EXCERPTED PASSAGE:
>> BEGIN

Chicago’s CFIC committee made me work extra hard this year. They not only scheduled fourteen new films (most of which have already received awards from worldwide film festival juries as well as nominations in multiple categories from the Israel Film Academy) but they also scheduled five classics in a “Retrospective” series honoring Israel’s 60th anniversary. Talk about an embarrassment of riches! It gives me great pleasure to report that only one is a stinker—all the rest are well-worth your time and effort, and I strongly encourage you to attend as many as possible.
Israeli Arabs make their mark this year both in front of the camera as well as behind it. “Amjad,” the lead character in the TV-comedy Arab Labor, works as a journalist in the city, but still lives near his parents in the village. Every single day, he must negotiate the gulf between two worlds. On the home front, ambitious Amjad convinces his wife to help create new Islamic rituals, so they can reciprocate after attending a seder at the home of one of their daughter’s preschool chums. On the work front, he becomes a protocol coach when his Jewish photographer/buddy wants to date an Arab woman. And what chaos ensues when his father sells Passover chametz on eBay! Arab Labor is based on the real life of creator Sayed Kashu (a Ha’Aretz columnist). Like All in the Family and other beloved American sitcoms, Arab Labor lampoons everyone on all sides with both warmth and wit.
But laughter is in short supply in Lady Kul el-Arab, the sobering story of a young Druze beauty named Du’ah Fares. Du’ah is on track to win Palestine’s most prestigious beauty pageant (“Lady of All Arabs”), but realizing her potential, the fashion designer for the Lady pageant convinces her to register for the Miss Israel pageant as well. It all seems so simple, but complications quickly spread from Du’ah’s family to her village, and ultimately to the highest reaches of the Druze community.
In her highly-praised debut film Paradise Lost (2003), documentary filmmaker Ibtisam Mara’ana put her own feelings front and center, but here she stays completely invisible, drawing us into Du’ah’s dilemma with penetrating skill and great empathy. We want to cheer Du’ah on as she fights for her dream, but maybe the religious leaders of the Druze community have a point. By what right do pageant committees insist on the public parade of young women in “swimsuits” that are little more than G-strings?
Although Ania Bukstein had a major role in The Schwartz Dynasty (my favorite feature in the CFIC ’06 line-up), she really shows her range as “Naomi,” the main character in Avi Nesher’s new film The Secrets. Naomi’s father, an Ultra-Orthodox rabbi, reluctantly allows her some time to study in Sfat before settling into an arranged marriage. Students in the women’s seminary are forbidden to study Kabala, but walking up and down the same steps as generations of mystics has a hypnotic effect on her. Like Nesher’s crowd-pleasing ’04 feature Turn Left at the End of the World, The Secrets ultimately gets a bit too sexed up for my taste (literally and figuratively), but Bukstein gives a luminous performance. Even as the bubbles in the caldron boil ever more furiously, she maintains an aura of spirituality that’s pitch-perfect.

>> END

DATASET CONTENT:

>> BEGIN

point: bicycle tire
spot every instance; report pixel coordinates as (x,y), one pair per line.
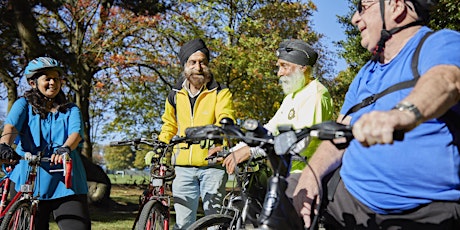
(215,220)
(19,216)
(154,216)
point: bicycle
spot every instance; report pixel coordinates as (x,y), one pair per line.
(278,211)
(20,212)
(154,204)
(244,202)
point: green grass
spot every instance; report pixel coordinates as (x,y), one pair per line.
(125,194)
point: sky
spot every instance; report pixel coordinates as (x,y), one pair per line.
(325,21)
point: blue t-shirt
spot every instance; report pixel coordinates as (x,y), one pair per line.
(47,135)
(426,165)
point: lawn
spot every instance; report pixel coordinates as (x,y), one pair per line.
(121,213)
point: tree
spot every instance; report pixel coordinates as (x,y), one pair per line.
(77,33)
(242,37)
(119,158)
(446,14)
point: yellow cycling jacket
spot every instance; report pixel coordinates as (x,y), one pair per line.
(211,105)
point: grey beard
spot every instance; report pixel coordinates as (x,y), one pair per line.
(292,83)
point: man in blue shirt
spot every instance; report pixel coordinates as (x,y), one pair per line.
(388,184)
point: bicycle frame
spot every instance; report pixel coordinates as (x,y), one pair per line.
(278,212)
(26,191)
(156,189)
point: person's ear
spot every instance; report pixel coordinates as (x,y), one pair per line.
(32,83)
(303,68)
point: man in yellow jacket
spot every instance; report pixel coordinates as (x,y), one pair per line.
(196,100)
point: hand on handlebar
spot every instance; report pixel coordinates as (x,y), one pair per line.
(8,155)
(60,155)
(236,157)
(306,196)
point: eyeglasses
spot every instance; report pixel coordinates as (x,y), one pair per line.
(362,8)
(290,49)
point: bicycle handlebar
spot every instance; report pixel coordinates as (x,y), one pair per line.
(136,141)
(66,165)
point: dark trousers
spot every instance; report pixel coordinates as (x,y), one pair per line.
(69,213)
(345,212)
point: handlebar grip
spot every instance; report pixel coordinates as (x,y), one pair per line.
(68,174)
(398,135)
(117,143)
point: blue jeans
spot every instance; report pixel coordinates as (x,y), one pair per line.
(190,184)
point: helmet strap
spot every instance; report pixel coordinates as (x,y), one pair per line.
(385,34)
(40,93)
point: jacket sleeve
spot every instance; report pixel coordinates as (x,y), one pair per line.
(224,106)
(169,127)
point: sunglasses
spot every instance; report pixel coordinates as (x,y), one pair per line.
(362,8)
(290,49)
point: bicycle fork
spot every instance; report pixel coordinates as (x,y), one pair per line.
(278,209)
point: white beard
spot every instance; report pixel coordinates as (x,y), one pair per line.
(293,82)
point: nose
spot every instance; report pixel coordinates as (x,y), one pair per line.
(280,72)
(356,18)
(197,65)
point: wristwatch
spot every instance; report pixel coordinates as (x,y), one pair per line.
(407,106)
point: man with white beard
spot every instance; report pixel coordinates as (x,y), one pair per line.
(307,102)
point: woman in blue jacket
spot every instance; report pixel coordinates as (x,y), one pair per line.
(47,123)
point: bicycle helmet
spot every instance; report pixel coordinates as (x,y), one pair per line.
(422,8)
(40,64)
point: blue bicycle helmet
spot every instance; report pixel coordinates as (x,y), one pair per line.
(40,64)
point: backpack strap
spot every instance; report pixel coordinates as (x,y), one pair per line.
(398,86)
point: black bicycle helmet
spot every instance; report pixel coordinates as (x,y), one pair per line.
(40,64)
(422,8)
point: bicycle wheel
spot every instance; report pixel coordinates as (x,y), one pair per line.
(154,216)
(19,217)
(214,221)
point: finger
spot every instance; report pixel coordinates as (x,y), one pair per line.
(306,217)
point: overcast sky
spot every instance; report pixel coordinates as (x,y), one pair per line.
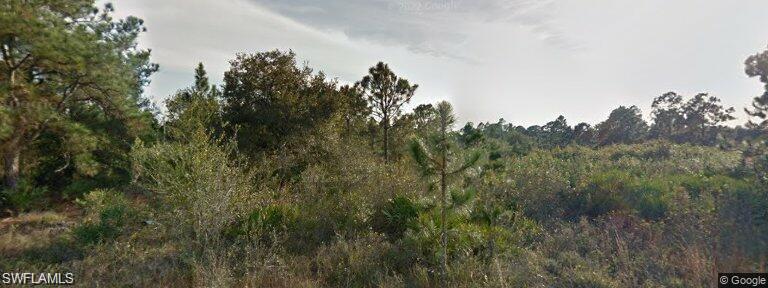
(527,61)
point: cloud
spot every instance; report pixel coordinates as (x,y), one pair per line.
(435,27)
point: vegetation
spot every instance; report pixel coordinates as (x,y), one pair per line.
(281,177)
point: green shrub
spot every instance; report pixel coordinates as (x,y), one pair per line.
(25,198)
(395,217)
(107,215)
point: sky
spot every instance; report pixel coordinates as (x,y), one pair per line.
(526,61)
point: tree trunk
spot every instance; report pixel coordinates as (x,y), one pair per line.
(386,141)
(443,192)
(11,167)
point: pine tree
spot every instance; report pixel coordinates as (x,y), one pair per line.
(386,94)
(194,108)
(64,63)
(438,163)
(757,65)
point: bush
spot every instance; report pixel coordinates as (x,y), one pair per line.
(397,216)
(107,215)
(25,198)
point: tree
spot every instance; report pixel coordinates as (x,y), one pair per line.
(386,93)
(194,108)
(624,125)
(438,163)
(757,65)
(694,121)
(584,134)
(557,132)
(267,98)
(65,63)
(353,109)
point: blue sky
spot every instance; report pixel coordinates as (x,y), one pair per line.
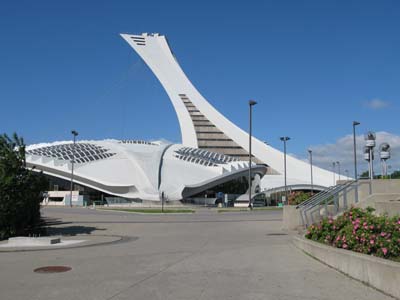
(313,67)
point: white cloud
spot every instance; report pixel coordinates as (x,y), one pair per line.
(342,151)
(376,104)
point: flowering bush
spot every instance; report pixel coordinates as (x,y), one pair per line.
(361,231)
(295,198)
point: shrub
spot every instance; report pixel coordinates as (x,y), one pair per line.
(361,231)
(20,190)
(295,198)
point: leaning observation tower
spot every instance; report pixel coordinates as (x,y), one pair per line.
(202,126)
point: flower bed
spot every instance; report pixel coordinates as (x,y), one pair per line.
(361,231)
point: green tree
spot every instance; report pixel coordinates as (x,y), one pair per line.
(20,190)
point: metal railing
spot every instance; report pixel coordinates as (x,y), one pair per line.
(323,199)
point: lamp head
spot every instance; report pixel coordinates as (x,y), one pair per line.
(252,102)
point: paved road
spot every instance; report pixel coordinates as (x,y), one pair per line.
(193,256)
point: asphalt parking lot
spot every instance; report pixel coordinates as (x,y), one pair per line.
(205,255)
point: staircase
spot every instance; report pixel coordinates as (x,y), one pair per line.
(331,201)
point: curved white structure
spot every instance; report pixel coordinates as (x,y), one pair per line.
(204,127)
(137,169)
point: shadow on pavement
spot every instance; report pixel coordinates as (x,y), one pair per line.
(72,230)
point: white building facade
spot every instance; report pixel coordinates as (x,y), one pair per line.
(202,126)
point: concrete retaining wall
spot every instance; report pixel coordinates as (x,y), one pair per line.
(377,272)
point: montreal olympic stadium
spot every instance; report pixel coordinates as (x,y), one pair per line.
(213,155)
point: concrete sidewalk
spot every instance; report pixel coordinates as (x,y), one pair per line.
(196,256)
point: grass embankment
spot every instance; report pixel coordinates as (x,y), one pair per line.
(242,209)
(153,210)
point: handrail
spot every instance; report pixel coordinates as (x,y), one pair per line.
(325,197)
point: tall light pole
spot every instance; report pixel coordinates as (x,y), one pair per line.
(251,104)
(74,133)
(355,123)
(338,164)
(334,174)
(284,139)
(312,181)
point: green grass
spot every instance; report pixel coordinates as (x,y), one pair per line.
(152,210)
(241,209)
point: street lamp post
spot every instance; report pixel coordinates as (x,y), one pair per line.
(334,174)
(251,104)
(338,164)
(74,133)
(355,123)
(312,181)
(284,139)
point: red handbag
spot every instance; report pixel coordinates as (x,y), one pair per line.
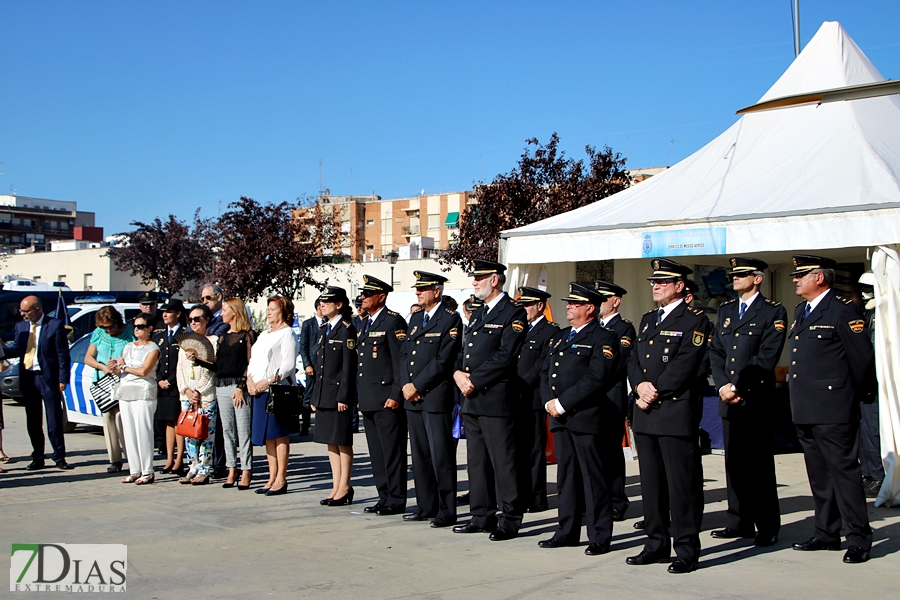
(193,424)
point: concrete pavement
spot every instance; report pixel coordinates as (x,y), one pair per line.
(210,542)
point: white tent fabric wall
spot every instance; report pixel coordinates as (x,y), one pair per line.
(886,269)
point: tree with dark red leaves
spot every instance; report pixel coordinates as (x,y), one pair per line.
(544,183)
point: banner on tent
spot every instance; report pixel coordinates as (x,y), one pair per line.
(683,242)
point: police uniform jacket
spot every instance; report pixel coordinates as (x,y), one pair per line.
(531,362)
(167,367)
(489,353)
(579,373)
(669,356)
(624,330)
(832,362)
(379,361)
(427,358)
(335,367)
(744,352)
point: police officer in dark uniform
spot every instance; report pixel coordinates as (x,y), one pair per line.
(530,415)
(831,373)
(427,358)
(610,318)
(747,342)
(662,370)
(580,369)
(486,377)
(381,334)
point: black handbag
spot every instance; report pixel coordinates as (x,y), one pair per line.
(284,401)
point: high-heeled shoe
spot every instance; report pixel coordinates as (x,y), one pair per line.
(278,492)
(346,499)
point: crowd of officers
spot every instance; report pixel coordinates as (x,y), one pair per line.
(509,369)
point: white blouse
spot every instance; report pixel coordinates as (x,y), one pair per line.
(274,352)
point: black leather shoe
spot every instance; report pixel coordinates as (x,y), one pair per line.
(501,535)
(682,565)
(815,543)
(438,523)
(646,558)
(416,516)
(596,550)
(855,555)
(469,528)
(555,543)
(728,534)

>> END

LIST OF TASKS:
**a.** Return the part of the film review that opens with the words containing "Israeli Arabs make" and closes with "warmth and wit.", copied word for word.
**b.** Report every line of the rows that contains the string "blue", copying each line in full. Case counts.

ANSWERS TO EACH TASK:
**a.**
Israeli Arabs make their mark this year both in front of the camera as well as behind it. “Amjad,” the lead character in the TV-comedy Arab Labor, works as a journalist in the city, but still lives near his parents in the village. Every single day, he must negotiate the gulf between two worlds. On the home front, ambitious Amjad convinces his wife to help create new Islamic rituals, so they can reciprocate after attending a seder at the home of one of their daughter’s preschool chums. On the work front, he becomes a protocol coach when his Jewish photographer/buddy wants to date an Arab woman. And what chaos ensues when his father sells Passover chametz on eBay! Arab Labor is based on the real life of creator Sayed Kashu (a Ha’Aretz columnist). Like All in the Family and other beloved American sitcoms, Arab Labor lampoons everyone on all sides with both warmth and wit.

**b.**
point: blue t-shirt
point: man in blue shirt
point: blue jeans
point: woman in blue jacket
point: blue bicycle helmet
point: blue sky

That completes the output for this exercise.